— Task brief —
Print the records below exactly as they appear. Omit all pictures.

— Supplied records —
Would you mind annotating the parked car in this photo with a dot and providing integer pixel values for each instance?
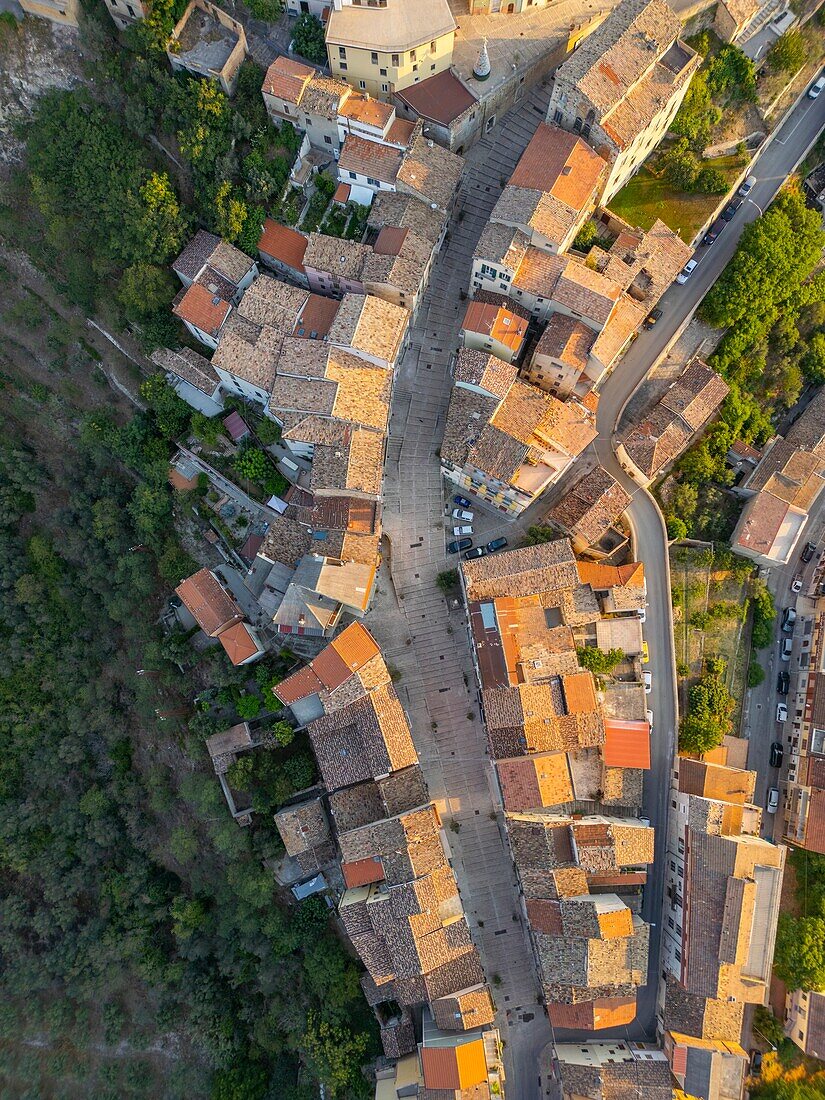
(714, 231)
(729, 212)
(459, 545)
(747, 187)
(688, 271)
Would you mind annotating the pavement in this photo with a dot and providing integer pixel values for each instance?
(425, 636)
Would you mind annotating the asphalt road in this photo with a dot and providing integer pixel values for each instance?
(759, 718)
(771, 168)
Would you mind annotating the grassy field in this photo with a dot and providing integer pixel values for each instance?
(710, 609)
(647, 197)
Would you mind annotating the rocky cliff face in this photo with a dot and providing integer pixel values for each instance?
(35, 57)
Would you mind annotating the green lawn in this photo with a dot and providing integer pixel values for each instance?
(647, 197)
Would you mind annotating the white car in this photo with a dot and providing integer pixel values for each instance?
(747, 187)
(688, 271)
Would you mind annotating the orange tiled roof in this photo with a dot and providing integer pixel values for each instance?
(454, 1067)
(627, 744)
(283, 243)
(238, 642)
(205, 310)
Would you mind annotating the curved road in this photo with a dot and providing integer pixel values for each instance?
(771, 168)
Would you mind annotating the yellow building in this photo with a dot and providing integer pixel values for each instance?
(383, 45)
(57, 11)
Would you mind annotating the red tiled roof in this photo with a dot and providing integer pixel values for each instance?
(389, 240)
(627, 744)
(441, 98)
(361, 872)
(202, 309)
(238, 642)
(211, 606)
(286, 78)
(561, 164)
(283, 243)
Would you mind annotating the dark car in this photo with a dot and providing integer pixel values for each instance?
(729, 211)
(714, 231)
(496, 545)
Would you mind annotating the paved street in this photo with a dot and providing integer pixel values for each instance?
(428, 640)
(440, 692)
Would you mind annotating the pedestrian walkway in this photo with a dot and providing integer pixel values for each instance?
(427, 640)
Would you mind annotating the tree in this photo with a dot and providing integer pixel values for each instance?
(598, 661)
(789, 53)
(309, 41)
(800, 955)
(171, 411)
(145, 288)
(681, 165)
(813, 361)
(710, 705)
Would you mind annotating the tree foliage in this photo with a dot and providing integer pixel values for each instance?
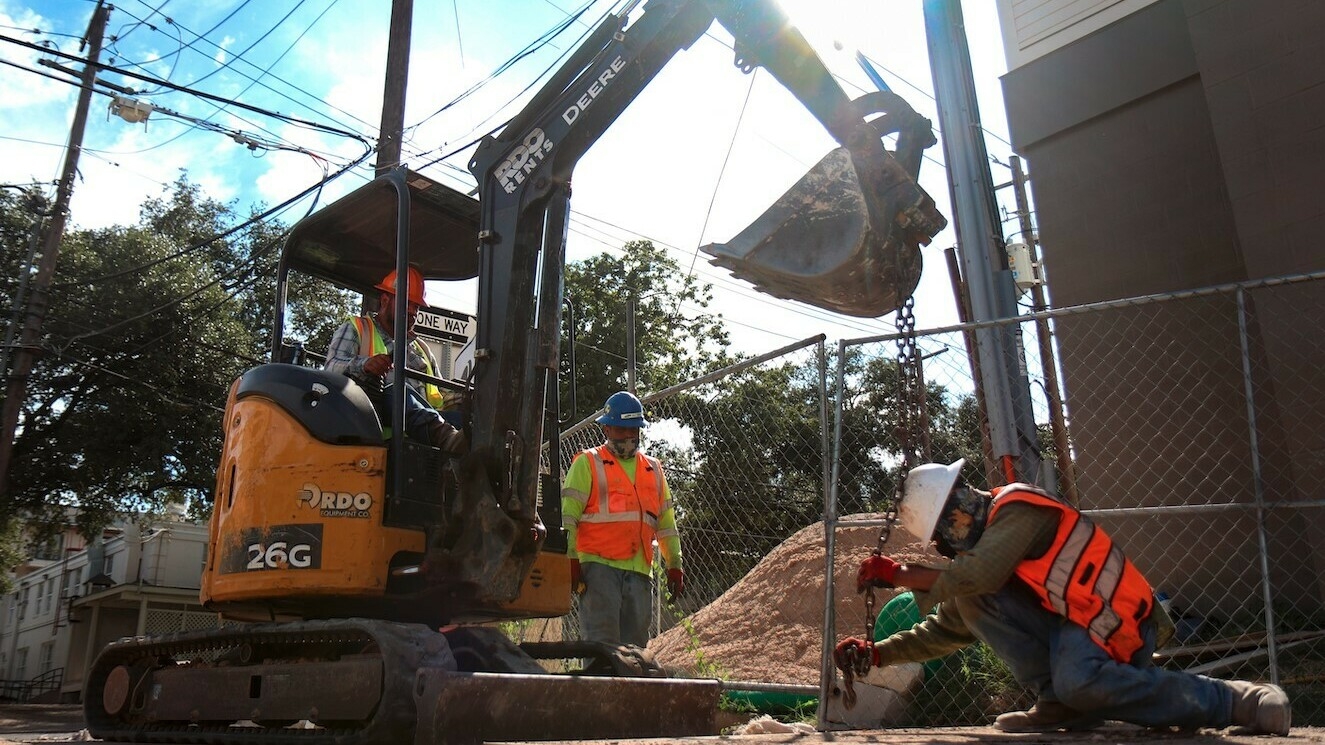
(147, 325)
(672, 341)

— Output of the task —
Would you mind annotating the parked car in this photo with a dot and providing integer pixel values for each instance?
(714, 231)
(729, 212)
(459, 545)
(747, 187)
(688, 271)
Would you mind annotating the pavement in this photo with a dot and providing integer pixel values for each instance?
(425, 636)
Would you mind annotating the asphalt road in this photo with a dot and providing integer pixel values for each instance?
(759, 718)
(771, 168)
Would you mind annotating the grassy field in this photo with a dot and providing integer pixel values for each instance?
(710, 609)
(647, 197)
Would you mind annotating the rocky cliff face in this photo with a dot and providing integer pixel values for each instance?
(35, 57)
Would you mind annotating the green lawn in this photo with a dot and providing integer pixel values for each instance?
(647, 197)
Would you mind annotating the white car in this photo with a dot and providing integer pixel values for each instance?
(747, 187)
(688, 271)
Would you mind annotating the orange tiled roof in this photo with a dot and providing integer pixel values for each instance?
(454, 1067)
(627, 744)
(283, 243)
(238, 642)
(205, 310)
Would you mind annotating the curved road in this photo with a dot and providing integer pixel values for each instance?
(771, 168)
Would you mind annotating the yellow building in this photo with a dot and providing integer pixel values for each instance?
(383, 45)
(57, 11)
Would you mind annotating the red tiled roof in this photo with a dot and providing integer pixel values for each instance?
(389, 240)
(627, 744)
(441, 98)
(361, 872)
(202, 309)
(238, 642)
(211, 606)
(286, 78)
(561, 164)
(283, 243)
Would you mind annotating the dark car in this photo with a dot and providing integer pixel values for each instance?
(729, 211)
(714, 231)
(496, 545)
Would you mind annotating the paved street in this photo with a dot and providing integer pixel values for each instance?
(428, 640)
(440, 692)
Would you mind annotating the pedestrian walkway in this photo with a dot and providing integer pixel values for each instance?
(427, 640)
Would you mind annotating the tree in this photo with a dot and providing integer pixel values for each instance?
(598, 661)
(789, 53)
(309, 41)
(800, 955)
(171, 411)
(145, 288)
(681, 165)
(813, 361)
(710, 705)
Would you mind annotating the tree foliage in this photo with a dot and providing integer pixel values for each instance?
(147, 325)
(672, 341)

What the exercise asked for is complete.